#### Tasks and exercises
[a] Please decide whether each statement agrees with the passage about the song "I Said Hi," answering yes or no and quoting the deciding words from the passage: (i) The song was released as the lead single from Love Monster. (ii) The song peaked at No. 1 on the ARIA Singles Chart. (iii) Amy Shark won Producer of the Year at the ARIA Music Awards of 2018.
[b] Extend the passage about the song "I Said Hi," picking up right after its final sentence.

:: Source passage

Single by Amy Shark

from the album Love Monster
- Released: 13 April 2018
- Length: 2:48
- Label: Wonderlick Entertainment/Sony Music Australia
- Songwriter: Amy Shark
- Producers: Dann Hume, M-Phazes

Amy Shark singles chronology
| "Drive You Mad" (2017) | "I Said Hi" (2018) | "Don't Turn Around" (2018) |

= I Said Hi =

"I Said Hi" is a song recorded by Australian singer-songwriter Amy Shark. It was released on 13 April 2018 as the lead single from her studio album Love Monster (July 2018). At the ARIA Music Awards of 2018, Dann Hume and M-Phazes won Producer of the Year for their work on "I Said Hi". At the APRA Music Awards of 2019, it won Pop Work of the Year and Song of the Year. For the ceremony, Electric Fields performed their cover version of "I Said Hi". On the ARIA Singles Chart, it peaked at No. 6. By the end of 2020 it was certified 5× platinum for shipment of over 350000 copies.

== Background ==

Amy Shark says "I Said Hi" was inspired by her retort to managers when they told her whom she was meeting to discuss her future: the same people who had knocked back her emails and calls. Shark told MusicFeeds: "It's an anthem for anyone who is waking up everyday fighting for what they believe in and challenging the universe!"

::::
:: Entries provided

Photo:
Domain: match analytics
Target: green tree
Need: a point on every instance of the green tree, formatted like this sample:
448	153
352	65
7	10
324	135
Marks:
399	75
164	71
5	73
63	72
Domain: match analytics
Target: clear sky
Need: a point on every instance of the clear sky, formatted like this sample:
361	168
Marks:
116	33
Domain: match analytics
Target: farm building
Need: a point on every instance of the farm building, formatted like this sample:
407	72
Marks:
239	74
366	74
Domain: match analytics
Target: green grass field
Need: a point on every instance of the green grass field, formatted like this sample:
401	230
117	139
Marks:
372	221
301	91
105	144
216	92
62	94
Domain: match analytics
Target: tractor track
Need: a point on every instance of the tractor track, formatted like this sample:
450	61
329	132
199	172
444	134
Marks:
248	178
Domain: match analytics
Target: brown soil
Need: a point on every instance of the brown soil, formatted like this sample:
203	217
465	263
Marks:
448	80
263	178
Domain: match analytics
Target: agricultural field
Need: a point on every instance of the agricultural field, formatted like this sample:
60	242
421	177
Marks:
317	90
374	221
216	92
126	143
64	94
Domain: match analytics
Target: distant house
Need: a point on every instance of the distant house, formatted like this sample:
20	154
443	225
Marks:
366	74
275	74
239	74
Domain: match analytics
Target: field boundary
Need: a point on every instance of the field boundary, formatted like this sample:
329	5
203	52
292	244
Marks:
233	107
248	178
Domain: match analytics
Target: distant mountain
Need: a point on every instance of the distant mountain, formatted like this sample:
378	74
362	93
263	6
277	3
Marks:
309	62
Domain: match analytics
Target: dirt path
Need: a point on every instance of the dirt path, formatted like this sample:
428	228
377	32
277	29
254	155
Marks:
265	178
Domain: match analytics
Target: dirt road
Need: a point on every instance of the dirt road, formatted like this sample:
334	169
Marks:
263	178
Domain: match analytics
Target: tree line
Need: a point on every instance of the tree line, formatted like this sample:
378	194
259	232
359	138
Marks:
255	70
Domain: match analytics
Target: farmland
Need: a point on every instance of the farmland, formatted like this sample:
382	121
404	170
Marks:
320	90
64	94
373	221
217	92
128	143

::::

#### Answers in order
[a]
(i) Yes: "It was released on 13 April 2018 as the lead single from her studio album Love Monster (July 2018)."
(ii) No: "On the ARIA Singles Chart, it peaked at No. 6."
(iii) No: "At the ARIA Music Awards of 2018, Dann Hume and M-Phazes won Producer of the Year for their work on "I Said Hi"."

[b]
At the ARIA Music Awards of 2018, "I Said Hi" was nominated for four awards; with Dann Hume and M-Phazes winning the Producer of the Year for "I Said Hi". At the APRA Music Awards of 2019, the song won Pop Work of the Year and Song of the Year. At the event, Electric Fields performed the song. At the Queensland Music Awards 2019 "I Said Hi" won Highest Selling Single.

==Music video==

The music video, filmed in Melbourne, was directed by Nick Waterman and co-directed by Amy Shark and released on 8 May 2018.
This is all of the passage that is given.